Set problem: In the forum thread below, rewrite the paragraph beginning "Over the years I've used RTF" as a brief bulleted list that keeps its main facts.

Document passage:
※ ※ ※

• Welcome to PlanetSquires Forums.
 
Main Menu

RTF

Started by SeaVipe, August 05, 2022, 06:13:47 PM

Previous topic - Next topic

SeaVipe

Hi all,
I'm trying to display just the text from RTF text by stripping out the RTF code. I've managed to remove about half the RTF but I get the feeling I'm trying to reinvent the wheel.
The RTF is displayed in a ListView so it has to be raw text.
If anyone has any suggestions please let me know...

Thanks.
Clive Richey

Paul Squires

I did a little google'ing and a simple approach that some people use is to have a hidden rich edit control and use that control to set and retrieve the text thereby avoiding having to deal with the embedded RTF codes. Basically, allow the RTF control to act as the converter for your strings.
Paul Squires
PlanetSquires Software
WinFBE Editor and Visual Designer

SeaVipe

Thanks, Paul,
Yes, I saw that too. My concern would be speed. The ListView displays about 20(ish) words from a BLOB field I call "comments" - which is in RTF format. The ListView Mouse_Move event builds a ToolTip based on the Row/Col cell content. The content was plain text but now that I'm delving into SQLite that content is RTF, which both the ListView and the tooltip display as text including the underlying RTF code.

Over the years I've used RTF to create various reports and other such documents, which has given me a fundamental grasp of RTF. In its current state, my RTF stripper algorithm is doing just the basics like removing "\pard", "\tab",  etc. as well as the actual RTF header up to the start of the body text. I've tried a variety of techniques and have settled on Mid() but so far all I've been able to do is return a text string from an RTF string that is full of blank spaces where the RTF code was. Once I figure out how to remove the blank spaces, it may actually Work.

I found 'Rich Text Stripper' online. Although I can read and to a limited degree understand it, the following is well above my pay grade!
    /// <summary>
    /// Rich Text Stripper
    /// </summary>
    /// <remarks>
    /// Translated from Python located at:
    /// http://stackoverflow.com/a/188877/448
    /// </remarks>
    public static class RichTextStripper
    {
        private class StackEntry
        {
            public int NumberOfCharactersToSkip { get; set; }
            public bool Ignorable { get; set; }

            public StackEntry(int numberOfCharactersToSkip, bool ignorable)

※ ※ ※

Dataset content:
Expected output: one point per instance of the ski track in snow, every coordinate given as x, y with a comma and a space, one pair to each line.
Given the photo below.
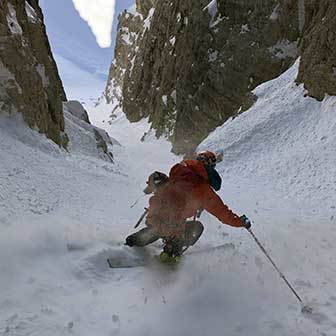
62, 214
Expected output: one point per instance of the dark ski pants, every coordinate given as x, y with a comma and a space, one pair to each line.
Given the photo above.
148, 235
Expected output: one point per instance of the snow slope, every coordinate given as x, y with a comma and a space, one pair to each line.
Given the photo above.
62, 214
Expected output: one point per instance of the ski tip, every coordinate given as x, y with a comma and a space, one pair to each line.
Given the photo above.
306, 309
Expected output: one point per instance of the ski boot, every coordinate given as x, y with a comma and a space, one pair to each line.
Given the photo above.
172, 252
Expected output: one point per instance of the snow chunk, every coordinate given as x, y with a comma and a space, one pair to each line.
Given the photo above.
302, 14
12, 22
212, 8
148, 20
284, 49
213, 56
7, 80
172, 40
99, 16
275, 14
31, 14
244, 29
41, 71
173, 95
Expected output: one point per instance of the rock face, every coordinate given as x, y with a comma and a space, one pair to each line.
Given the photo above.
29, 80
318, 60
189, 65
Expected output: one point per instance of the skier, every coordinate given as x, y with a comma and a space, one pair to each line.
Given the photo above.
190, 187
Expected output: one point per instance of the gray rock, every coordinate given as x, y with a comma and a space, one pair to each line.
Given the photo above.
29, 80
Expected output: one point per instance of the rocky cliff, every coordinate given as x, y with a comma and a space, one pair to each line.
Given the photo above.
190, 65
318, 55
29, 80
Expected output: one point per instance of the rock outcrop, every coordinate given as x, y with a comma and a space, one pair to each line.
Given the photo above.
85, 138
190, 65
29, 80
318, 55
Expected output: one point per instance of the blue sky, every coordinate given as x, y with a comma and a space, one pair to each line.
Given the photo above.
72, 40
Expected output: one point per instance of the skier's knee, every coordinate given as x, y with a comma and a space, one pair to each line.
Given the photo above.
143, 237
194, 231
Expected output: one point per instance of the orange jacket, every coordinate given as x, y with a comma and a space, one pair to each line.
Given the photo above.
186, 191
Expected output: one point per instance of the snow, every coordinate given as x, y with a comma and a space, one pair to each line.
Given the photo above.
62, 214
302, 14
212, 8
12, 21
172, 40
284, 48
148, 20
99, 15
275, 14
78, 83
31, 14
7, 80
165, 99
41, 71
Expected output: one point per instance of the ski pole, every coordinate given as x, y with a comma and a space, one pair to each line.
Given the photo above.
141, 218
137, 200
274, 265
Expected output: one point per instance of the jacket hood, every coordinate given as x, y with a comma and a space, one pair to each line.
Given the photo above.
197, 167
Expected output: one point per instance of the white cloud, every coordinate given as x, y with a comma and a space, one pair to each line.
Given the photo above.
99, 16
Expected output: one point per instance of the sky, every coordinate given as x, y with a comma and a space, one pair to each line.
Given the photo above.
78, 42
99, 15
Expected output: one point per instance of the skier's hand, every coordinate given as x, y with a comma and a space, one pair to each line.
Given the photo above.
246, 223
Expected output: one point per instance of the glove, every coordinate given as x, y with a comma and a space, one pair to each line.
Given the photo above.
246, 223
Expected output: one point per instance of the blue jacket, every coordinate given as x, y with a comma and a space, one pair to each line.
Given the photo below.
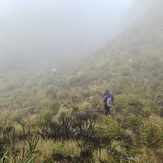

※ ※ ※

Full output:
- Years of using RTF for reports and other documents have given the poster a fundamental grasp of it.
- The current RTF stripper algorithm handles only the basics: it removes codes such as "\pard" and "\tab", plus the RTF header up to the start of the body text.
- After trying a variety of techniques, the poster settled on Mid().
- So far the result is a text string full of blank spaces where the RTF code was.
- Removing those blank spaces may make it work.